During a hearing yesterday in the South Dakota House Judiciary Committee, Moms Demand Action volunteers joined law enforcement officials and public safety advocates in providing testimony against HB 1052, a dangerous bill that would make it illegal in South Dakota for any public officer or employee of the state, including state and local law enforcement officers, to assist with the enforcement of federal gun safety laws, and penalize those who attempt to enforce them. The South Dakota Sheriffs’ Association, the Department of Public Safety, South Dakota Network Against Family Violence, State’s Attorneys Association, South Dakota Police Chiefs Association, and the Association of County Commissioners all provided testimony against HB 1052 in yesterday’s hearing.
HB 1052 would also make state officers liable for aiding the federal government in enforcing gun laws, and subject local officials to expensive fines and potential criminal charges. State laws that prohibit state and local law enforcement from cooperating with federal law enforcement are a danger to public safety and make it difficult to protect communities from gun violence.

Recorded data

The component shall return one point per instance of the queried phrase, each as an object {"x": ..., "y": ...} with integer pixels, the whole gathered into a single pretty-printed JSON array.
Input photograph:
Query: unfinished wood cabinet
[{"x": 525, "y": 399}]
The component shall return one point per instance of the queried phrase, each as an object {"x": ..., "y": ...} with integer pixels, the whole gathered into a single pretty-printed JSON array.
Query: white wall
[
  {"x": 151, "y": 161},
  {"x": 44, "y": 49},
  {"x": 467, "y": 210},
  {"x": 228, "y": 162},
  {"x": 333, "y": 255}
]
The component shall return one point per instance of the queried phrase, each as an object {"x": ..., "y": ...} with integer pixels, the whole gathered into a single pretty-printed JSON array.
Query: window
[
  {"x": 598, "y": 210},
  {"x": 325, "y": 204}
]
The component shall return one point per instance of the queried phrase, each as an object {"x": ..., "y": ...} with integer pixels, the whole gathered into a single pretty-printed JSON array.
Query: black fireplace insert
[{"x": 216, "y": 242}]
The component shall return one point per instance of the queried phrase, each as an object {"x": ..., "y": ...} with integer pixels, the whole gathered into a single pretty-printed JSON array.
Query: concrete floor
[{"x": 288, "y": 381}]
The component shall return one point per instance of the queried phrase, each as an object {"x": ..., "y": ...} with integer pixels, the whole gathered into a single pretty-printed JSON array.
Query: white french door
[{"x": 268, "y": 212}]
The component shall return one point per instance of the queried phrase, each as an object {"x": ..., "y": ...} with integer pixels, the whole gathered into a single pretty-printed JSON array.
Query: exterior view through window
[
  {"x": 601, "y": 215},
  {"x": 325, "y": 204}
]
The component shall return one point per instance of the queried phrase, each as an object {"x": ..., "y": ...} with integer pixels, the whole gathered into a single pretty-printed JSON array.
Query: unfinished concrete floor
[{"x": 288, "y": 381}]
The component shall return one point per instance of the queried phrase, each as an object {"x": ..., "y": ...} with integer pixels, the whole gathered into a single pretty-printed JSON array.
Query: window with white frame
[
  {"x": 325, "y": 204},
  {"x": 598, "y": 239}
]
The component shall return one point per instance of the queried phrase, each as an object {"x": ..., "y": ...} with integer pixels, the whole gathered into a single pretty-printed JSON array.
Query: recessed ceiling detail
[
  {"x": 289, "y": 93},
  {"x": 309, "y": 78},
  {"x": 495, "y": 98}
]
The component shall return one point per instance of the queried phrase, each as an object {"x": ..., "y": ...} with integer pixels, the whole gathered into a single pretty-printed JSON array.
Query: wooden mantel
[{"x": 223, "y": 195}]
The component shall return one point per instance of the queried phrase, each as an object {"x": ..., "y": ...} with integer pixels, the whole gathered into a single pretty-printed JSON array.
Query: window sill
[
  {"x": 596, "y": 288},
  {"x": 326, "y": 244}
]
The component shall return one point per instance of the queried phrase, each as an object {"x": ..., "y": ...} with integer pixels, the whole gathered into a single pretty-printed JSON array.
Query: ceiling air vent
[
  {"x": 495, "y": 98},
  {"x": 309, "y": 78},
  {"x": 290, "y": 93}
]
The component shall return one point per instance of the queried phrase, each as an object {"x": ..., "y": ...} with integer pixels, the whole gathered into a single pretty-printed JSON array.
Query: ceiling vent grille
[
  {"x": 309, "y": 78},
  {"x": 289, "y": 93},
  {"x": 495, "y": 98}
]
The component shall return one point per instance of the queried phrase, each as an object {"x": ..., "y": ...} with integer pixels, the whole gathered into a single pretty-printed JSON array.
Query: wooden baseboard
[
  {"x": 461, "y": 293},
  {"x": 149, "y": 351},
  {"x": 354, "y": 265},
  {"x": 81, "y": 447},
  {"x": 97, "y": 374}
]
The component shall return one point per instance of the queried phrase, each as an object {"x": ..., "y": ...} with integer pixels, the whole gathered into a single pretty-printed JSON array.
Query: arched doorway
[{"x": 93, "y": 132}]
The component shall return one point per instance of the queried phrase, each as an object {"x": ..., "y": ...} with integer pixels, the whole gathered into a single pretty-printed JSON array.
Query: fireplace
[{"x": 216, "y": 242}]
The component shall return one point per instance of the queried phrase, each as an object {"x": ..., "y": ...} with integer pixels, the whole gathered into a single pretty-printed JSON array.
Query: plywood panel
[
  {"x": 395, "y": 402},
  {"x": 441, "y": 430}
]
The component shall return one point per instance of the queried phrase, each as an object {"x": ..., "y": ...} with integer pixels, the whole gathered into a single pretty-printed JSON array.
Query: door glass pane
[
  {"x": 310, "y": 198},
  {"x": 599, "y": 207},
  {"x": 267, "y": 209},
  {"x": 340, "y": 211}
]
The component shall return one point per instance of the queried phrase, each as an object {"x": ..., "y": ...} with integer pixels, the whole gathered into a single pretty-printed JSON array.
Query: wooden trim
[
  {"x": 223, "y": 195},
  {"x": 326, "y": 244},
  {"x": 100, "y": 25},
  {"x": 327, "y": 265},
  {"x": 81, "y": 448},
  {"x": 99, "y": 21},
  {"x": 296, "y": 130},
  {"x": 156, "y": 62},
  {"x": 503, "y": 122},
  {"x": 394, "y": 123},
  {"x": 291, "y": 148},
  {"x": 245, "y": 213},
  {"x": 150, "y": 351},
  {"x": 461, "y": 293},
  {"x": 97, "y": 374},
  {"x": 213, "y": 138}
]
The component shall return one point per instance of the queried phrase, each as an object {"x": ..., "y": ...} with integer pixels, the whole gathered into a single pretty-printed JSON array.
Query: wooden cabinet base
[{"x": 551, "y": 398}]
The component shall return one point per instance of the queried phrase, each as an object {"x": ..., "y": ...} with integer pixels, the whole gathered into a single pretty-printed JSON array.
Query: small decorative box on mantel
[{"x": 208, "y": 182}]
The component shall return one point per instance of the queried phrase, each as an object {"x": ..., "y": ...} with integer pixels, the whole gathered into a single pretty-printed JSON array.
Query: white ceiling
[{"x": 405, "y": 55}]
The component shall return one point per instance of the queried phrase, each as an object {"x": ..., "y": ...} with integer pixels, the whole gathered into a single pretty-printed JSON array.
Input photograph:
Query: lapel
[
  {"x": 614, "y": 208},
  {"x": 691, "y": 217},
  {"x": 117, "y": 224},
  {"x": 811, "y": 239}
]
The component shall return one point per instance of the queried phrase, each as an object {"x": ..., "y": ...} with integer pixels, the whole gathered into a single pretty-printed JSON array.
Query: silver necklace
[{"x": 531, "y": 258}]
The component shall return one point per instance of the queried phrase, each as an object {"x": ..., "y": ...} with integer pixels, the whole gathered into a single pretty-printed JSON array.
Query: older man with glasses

(Required actions)
1. Reproduce the HB 1052 passage from "HB 1052 would" up to and including "from gun violence.".
2. Carry the HB 1052 passage forward, starting right after its final sentence.
This data has no connection to the HB 1052 passage.

(Expected responses)
1.
HB 1052 would also make state officers liable for aiding the federal government in enforcing gun laws, and subject local officials to expensive fines and potential criminal charges. State laws that prohibit state and local law enforcement from cooperating with federal law enforcement are a danger to public safety and make it difficult to protect communities from gun violence.

2.
Federal nullification laws severely limit even the most basic law enforcement cooperation between state and federal entities, potentially preventing South Dakota law enforcement’s participation in federal-state joint task forces and interfering with a broad range of criminal investigations. Law enforcement in other states that have enacted similar policies report experiencing significant challenges.
Since Missouri passed federal gun law nullification last year, elected officials from across the political spectrum, as well as law enforcement leaders and county prosecutors, have expressed that the policy has made it much more difficult for state and local law enforcement to do their jobs, filing lawsuits and letters to address the law that is currently hindering their work. Before the law went into effect in Missouri, nearly a quarter of state and local enforcement officials who work directly with A.T.F. — 12 of 53 officers — withdrew from joint collaborations, and task forces addressing gun violence continue to be shut down.
According to Everytown’s new gun law rankings report, South Dakota has the fifth-weakest gun laws in the country, with essentially no foundational gun laws, like the requirement of a background check for firearm purchases or a permit to carry a concealed handgun in public. Learn more about gun violence in South Dakota here.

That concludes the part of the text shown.